Aim 1: Convert the rows below the text into a Markdown table with the columns "No." and "Line", covering only the lines from the first line of the rows through the line containing "<point>167,566</point>", both included. Give each line a running number and skip blank lines.

Passage to read:
◇ ◇ ◇ ◇
First up, we have Gary Stafford who writes, DevOps for DataOps: Building a CI/CD Pipeline for Apache Airflow DAGs showing you how you can use GitHub Actions to build an effective CI/CD workflow for our Apache Airflow DAGs.
Following that we have a short post from myself, Setting up MWAA to use a KMS key where I walk you through how to configure your Managed Workflows for Apache Airflow to use a customer defined KMS key so that you can encrypt everything within your Airflow environment.
Apache Flink
In this post How Goldman Sachs built persona tagging using Apache Flink on Amazon EMR, Balasubramanian Sakthivel, Victor Gan, and Manjula Nagineni share with you how Goldman Sachs built a system using Apache Flink on Amazon EMR to carry out the tagging of users with various personas, in order to better curate content offerings for those users.
Apache Spark
Vincent Gromakowski shares Best practices for running Spark on Amazon EKS where you will learn how to configure Apache Spark and Amazon EKS to support common requirements, including resources isolation, cost reduction, dynamic scaling, performance optimisation, and fine-grained access control.
Apache HBase
Apache HBase is a popular, open source non-relational database. One of the typical use cases where you find it being used, is when you need random, realtime read/write access to your Big Data - the project’s goal is the hosting of very large tables, billions of rows X millions of columns. In this post, Stream Apache HBase edits for real-time analytics Amir Shenavandeh and Maryam Tavakoli walk you through Apache HBase scaling and replication concepts before sharing some common use cases and solutions, along with some best practices when implementing your custom HBase streaming replication endpoints.
◇ ◇ ◇ ◇
Aim 2: According to the roundup of Apache posts, what does Gary Stafford's post show you how to use to build a CI/CD workflow for Apache Airflow DAGs?
◇ ◇ ◇ ◇
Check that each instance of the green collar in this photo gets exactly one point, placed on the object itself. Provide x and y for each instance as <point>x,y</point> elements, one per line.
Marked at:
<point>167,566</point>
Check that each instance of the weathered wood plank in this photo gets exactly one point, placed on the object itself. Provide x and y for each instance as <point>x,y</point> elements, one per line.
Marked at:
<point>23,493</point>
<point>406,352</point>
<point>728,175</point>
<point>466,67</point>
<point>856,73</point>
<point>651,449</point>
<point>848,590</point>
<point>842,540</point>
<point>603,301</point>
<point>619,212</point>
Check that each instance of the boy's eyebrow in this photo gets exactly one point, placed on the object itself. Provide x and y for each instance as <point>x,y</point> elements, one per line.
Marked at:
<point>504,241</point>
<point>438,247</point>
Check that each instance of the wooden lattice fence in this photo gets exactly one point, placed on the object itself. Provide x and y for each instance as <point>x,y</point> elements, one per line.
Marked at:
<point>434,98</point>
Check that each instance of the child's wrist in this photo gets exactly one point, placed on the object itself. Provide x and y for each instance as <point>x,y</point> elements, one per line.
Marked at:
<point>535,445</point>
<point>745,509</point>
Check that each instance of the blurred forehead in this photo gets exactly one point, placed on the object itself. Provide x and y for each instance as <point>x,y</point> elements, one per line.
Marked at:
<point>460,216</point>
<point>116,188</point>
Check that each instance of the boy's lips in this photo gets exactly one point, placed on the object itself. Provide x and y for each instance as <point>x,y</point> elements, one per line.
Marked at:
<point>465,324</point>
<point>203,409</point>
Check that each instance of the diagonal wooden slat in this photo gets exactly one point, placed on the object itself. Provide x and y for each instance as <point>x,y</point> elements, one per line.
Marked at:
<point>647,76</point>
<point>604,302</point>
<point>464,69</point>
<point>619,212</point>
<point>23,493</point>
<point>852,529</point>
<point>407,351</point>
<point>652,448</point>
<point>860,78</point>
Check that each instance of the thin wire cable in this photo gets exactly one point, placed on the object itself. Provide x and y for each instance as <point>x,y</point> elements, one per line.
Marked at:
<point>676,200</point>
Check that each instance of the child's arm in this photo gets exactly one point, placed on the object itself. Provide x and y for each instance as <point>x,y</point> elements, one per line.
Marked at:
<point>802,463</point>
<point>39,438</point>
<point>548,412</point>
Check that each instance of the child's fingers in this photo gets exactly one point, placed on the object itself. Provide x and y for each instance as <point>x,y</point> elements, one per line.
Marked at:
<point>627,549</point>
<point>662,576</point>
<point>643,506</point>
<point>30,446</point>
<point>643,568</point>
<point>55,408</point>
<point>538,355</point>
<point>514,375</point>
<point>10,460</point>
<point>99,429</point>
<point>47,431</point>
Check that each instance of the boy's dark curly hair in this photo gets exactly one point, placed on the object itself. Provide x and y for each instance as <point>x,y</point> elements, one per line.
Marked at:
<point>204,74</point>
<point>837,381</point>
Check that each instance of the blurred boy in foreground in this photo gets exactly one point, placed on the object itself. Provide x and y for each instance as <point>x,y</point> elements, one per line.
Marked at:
◇ ◇ ◇ ◇
Written reply 1:
| No. | Line |
|---|---|
| 1 | Check that each instance of the green collar in this photo gets exactly one point, placed on the object itself. Provide x and y for each instance as <point>x,y</point> elements, one per line. |
| 2 | Marked at: |
| 3 | <point>167,566</point> |

Written reply 2: GitHub Actions.